EXTRACT TO READ:
Every gay man I know shares your fear of poop. So many queer sex lives are ruined or simply abandoned because of this fear. And I know where it comes from: before I came out, I heard countless crude jokes about gay men, and every one of them involved poop. When I came out to friends, one told me, “Do what you want, man, but I don’t want a dirty dick.” The night I told the truth to my parents, my father said, “It’s poop, Alex. That’s all gay sex is. Poop.” I’ve never felt so ashamed. That memory still makes me cringe.

Most straight people seem to think gay men play in shit. This may be less true now, as anal sex guides have become buzzy features in mainstream media outlets like Cosmopolitan, GQ, and Teen Vogue, but I still wager that the average straight man plucked off the street has no idea I douche before getting fucked. For men who fuck men, douching does two things: it makes anal sex less messy and it combats the negative image of homosexuality we grow up believing, an image that exists because of homophobic jokes. We are taught to associate gay sex — and gay men — with poop. Douching saves us from our own shame.

PROVIDED DATA:
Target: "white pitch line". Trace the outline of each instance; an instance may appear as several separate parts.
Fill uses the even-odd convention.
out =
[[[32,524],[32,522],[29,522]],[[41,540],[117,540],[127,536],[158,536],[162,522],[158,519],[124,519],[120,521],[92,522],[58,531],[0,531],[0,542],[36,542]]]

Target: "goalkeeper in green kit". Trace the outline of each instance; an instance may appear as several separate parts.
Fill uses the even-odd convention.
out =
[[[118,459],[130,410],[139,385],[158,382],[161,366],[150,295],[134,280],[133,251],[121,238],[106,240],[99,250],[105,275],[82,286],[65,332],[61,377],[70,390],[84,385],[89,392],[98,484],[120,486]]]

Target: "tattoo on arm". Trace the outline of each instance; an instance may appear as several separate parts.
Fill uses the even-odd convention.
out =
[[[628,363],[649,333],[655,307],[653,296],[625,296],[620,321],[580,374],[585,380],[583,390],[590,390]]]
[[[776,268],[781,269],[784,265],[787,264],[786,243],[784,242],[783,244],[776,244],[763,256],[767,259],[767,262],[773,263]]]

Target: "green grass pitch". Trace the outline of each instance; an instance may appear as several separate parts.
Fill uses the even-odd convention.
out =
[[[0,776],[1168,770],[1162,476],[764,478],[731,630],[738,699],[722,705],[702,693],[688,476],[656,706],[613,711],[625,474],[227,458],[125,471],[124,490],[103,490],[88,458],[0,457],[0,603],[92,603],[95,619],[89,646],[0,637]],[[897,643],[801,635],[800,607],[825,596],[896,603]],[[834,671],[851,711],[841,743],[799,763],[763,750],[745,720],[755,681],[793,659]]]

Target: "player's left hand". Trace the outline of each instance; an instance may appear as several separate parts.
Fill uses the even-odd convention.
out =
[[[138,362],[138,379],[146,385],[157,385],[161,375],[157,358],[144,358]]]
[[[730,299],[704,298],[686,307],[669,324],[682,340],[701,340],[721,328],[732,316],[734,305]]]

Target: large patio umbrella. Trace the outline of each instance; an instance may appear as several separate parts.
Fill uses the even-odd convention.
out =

OBJECTIVE: Update the passage on douching: give everything from "Most straight people" down to "our own shame.", with "mainstream" changed to "popular".

ANSWER TO THIS EXERCISE:
Most straight people seem to think gay men play in shit. This may be less true now, as anal sex guides have become buzzy features in popular media outlets like Cosmopolitan, GQ, and Teen Vogue, but I still wager that the average straight man plucked off the street has no idea I douche before getting fucked. For men who fuck men, douching does two things: it makes anal sex less messy and it combats the negative image of homosexuality we grow up believing, an image that exists because of homophobic jokes. We are taught to associate gay sex — and gay men — with poop. Douching saves us from our own shame.